● Problem 1
Gather each line of the rows that contains the word "every" and copy those lines out.
● Problem 2
Pick up the email about the BT Business Hub and jumbo frames where it stops, and write what comes next.

● Selected extract
Yea, what he said! ;)

Stephen

On 27 Nov 2011, at 10:44, Sam - MacAmbulance wrote:

> To support an MTU of 9000 across the network you'll need hardware that 
> supports it. When we had BT Infinity installed the BT "Business" Hub refused 
> to support Jumbo frames and as such would not communicate properly with my 
> server or MacPro. In the end I replaced it with an Asustek RT-N56U. 
> 
> While quite expensive at £80, it supported everything I needed and far 
> outperformed the BT hub on the WAN port. With the BT router i was getting 
> 30mb consistently on a 40mb connection. As soon as I replaced it with the 
> Asustek, the speeds went straight up to 39.9mb (I'm still chasing that extra 
> 100kb/sec). 
> 
> BT's explanation was that I was using the internet connection too much and 
> stressing out the BT Business Hub. My response was a) I'm not the right 
> person to make such incredible claims to and b) It's not exactly "Business"

● Information shown
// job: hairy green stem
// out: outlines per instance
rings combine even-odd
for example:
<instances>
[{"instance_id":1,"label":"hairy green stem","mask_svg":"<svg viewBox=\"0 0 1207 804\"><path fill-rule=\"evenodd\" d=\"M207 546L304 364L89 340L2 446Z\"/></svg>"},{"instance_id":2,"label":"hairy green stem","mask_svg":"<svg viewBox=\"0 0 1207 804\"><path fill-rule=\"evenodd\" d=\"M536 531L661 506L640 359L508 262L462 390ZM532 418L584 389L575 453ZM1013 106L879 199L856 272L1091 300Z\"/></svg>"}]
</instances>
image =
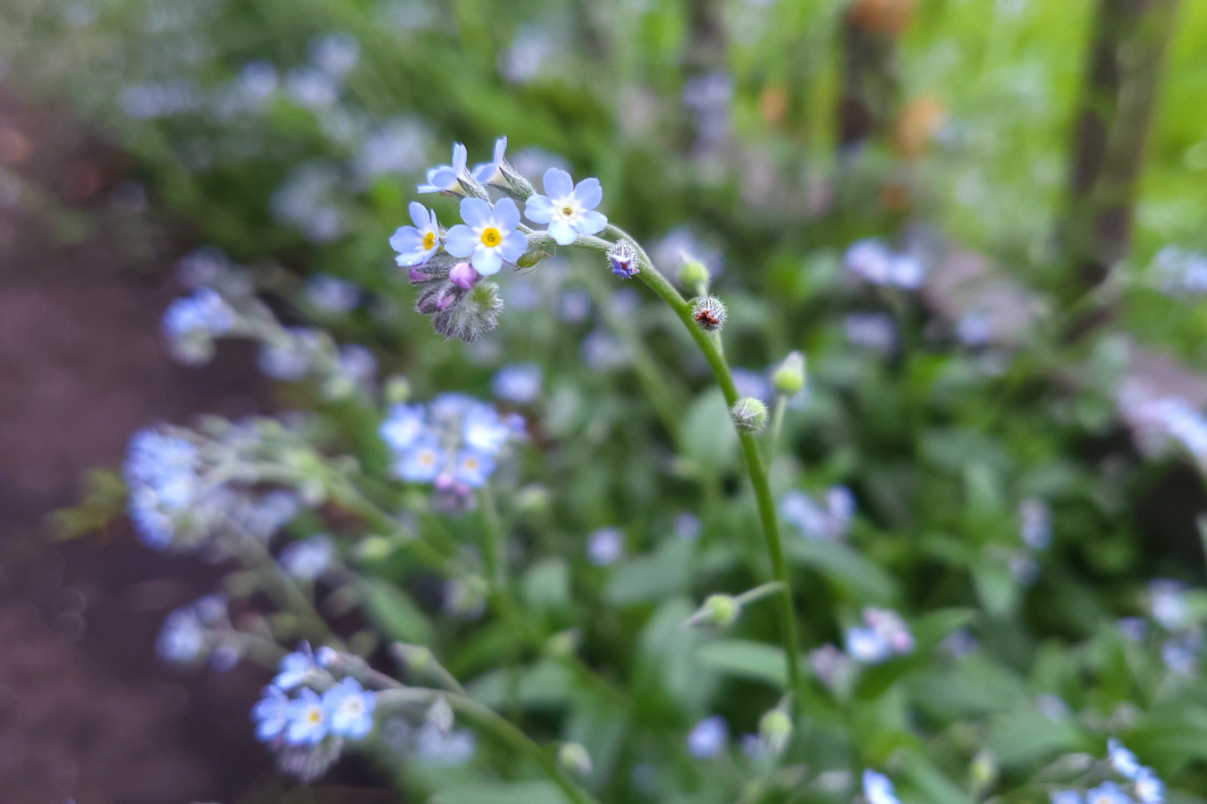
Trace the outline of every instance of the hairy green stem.
<instances>
[{"instance_id":1,"label":"hairy green stem","mask_svg":"<svg viewBox=\"0 0 1207 804\"><path fill-rule=\"evenodd\" d=\"M511 721L472 698L455 692L402 687L398 685L397 687L391 686L390 689L378 693L378 706L391 709L406 708L408 705L431 705L441 697L449 703L454 712L461 715L482 730L489 732L512 750L532 759L573 804L599 804L594 796L584 791L570 777L549 752L533 743L529 735L517 728Z\"/></svg>"},{"instance_id":2,"label":"hairy green stem","mask_svg":"<svg viewBox=\"0 0 1207 804\"><path fill-rule=\"evenodd\" d=\"M712 376L716 378L717 385L721 386L721 392L725 397L725 404L733 407L737 403L737 388L734 385L733 374L729 371L729 365L725 363L725 357L721 351L721 339L712 339L709 333L700 329L694 321L692 321L692 305L680 295L680 292L666 280L665 276L659 272L654 266L649 254L646 250L641 247L636 240L634 240L623 229L614 225L608 225L605 229L605 234L626 240L637 252L641 270L637 272L637 277L646 283L646 286L658 294L658 298L666 303L678 319L683 322L687 327L688 334L695 345L700 348L704 354L705 360L709 363L709 368L712 369ZM530 246L544 246L553 247L553 237L543 231L533 231L529 235ZM579 235L575 242L575 246L582 248L588 248L600 254L605 254L612 247L612 243L601 239L593 237L588 235ZM737 433L737 440L742 447L742 458L746 462L746 473L750 475L751 486L754 489L754 500L758 507L759 521L763 526L763 539L766 542L768 557L771 561L771 575L776 581L783 585L782 592L780 594L780 640L783 645L785 663L788 670L788 689L795 692L800 687L800 668L799 668L799 649L797 642L797 615L792 605L792 582L788 575L788 564L783 558L783 544L780 540L780 527L776 522L775 516L775 503L771 499L771 486L768 483L766 470L763 468L763 459L758 452L758 444L754 441L754 436L750 433ZM797 698L794 697L793 700Z\"/></svg>"}]
</instances>

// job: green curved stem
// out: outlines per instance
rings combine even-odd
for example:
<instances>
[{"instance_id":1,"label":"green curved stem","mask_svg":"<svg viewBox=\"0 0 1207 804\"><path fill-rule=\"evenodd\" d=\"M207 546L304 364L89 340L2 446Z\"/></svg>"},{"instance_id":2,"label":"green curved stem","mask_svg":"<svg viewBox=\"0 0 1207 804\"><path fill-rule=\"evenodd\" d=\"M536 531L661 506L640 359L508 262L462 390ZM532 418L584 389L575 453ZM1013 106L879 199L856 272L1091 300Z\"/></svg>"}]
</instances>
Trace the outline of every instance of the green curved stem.
<instances>
[{"instance_id":1,"label":"green curved stem","mask_svg":"<svg viewBox=\"0 0 1207 804\"><path fill-rule=\"evenodd\" d=\"M461 715L482 730L489 732L508 747L532 759L541 768L541 770L544 771L544 775L547 775L553 784L560 787L561 792L565 793L566 798L573 802L573 804L599 804L594 796L579 787L568 776L568 774L566 774L561 765L559 765L544 749L533 743L527 734L513 726L511 721L506 720L495 710L479 704L472 698L467 698L466 696L455 692L425 689L420 687L402 687L400 685L397 687L391 686L390 689L379 692L378 706L402 708L416 704L431 705L437 698L441 697L449 703L449 706L453 708L454 712Z\"/></svg>"},{"instance_id":2,"label":"green curved stem","mask_svg":"<svg viewBox=\"0 0 1207 804\"><path fill-rule=\"evenodd\" d=\"M704 354L704 359L709 362L709 368L712 369L712 376L716 378L717 385L721 386L721 393L725 397L725 404L733 407L737 403L737 388L734 385L734 376L729 371L729 365L725 363L725 357L721 351L721 339L713 340L709 336L709 333L700 329L694 321L692 321L692 305L680 295L680 292L663 276L654 263L649 259L649 254L646 250L641 247L636 240L634 240L628 233L618 227L608 225L605 229L605 234L613 237L626 240L637 252L637 258L641 264L641 270L637 272L637 278L646 283L646 286L658 294L658 298L666 303L678 319L683 322L687 327L688 334L695 345L700 348ZM556 243L553 242L553 237L543 231L533 231L529 235L529 245L555 248ZM588 248L600 254L607 253L612 247L612 243L601 239L591 237L588 235L579 235L575 239L575 246ZM763 459L758 453L758 444L754 441L754 436L750 433L737 433L737 440L741 442L742 458L746 463L746 473L750 475L751 486L754 489L754 500L758 506L759 521L763 526L763 539L766 542L768 557L771 559L771 575L776 581L783 585L780 593L780 640L783 645L785 663L788 670L788 689L789 692L797 692L800 688L800 667L799 667L799 647L797 642L797 615L792 606L792 582L788 576L788 564L783 558L783 542L780 540L780 527L776 522L775 516L775 503L771 499L771 486L766 480L766 470L763 468ZM797 700L797 696L793 700Z\"/></svg>"}]
</instances>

● Exercise answer 1
Trace the outline of every instance of the hairy green stem.
Trace the outline of every instance of the green curved stem.

● Exercise answer 2
> class for a router to be outperformed by one person and one server.
> 
> With a decent cat6 network & managed switch, you might find that you can 
> manage without jumbo frames, as having them enabled is an all or nothing 
> situation. If you have one link in the chain that doesn't support them then 
> it can bring that device to a standstill.
> 
> Regards
> 
> Sam
> MacAmbulance
> Providing affordable Apple & PC services
> 
> Sam Mullen
> 07747 778022
> http://www.macambulance.co.uk
> [email protected]
> 

Anxiety does not empty tomorrow of its sorrows, but only empties today of its 
strength. - Unknown

-- 
You received this message because you are subscribed to the Google Groups 
"Sussex Mac User Group" group.
To post to this group, send an email to [email protected].
To unsubscribe from this group, send email to [email protected].
For more options, visit this group at 
http://groups.google.com/group/smug?hl=en-GB.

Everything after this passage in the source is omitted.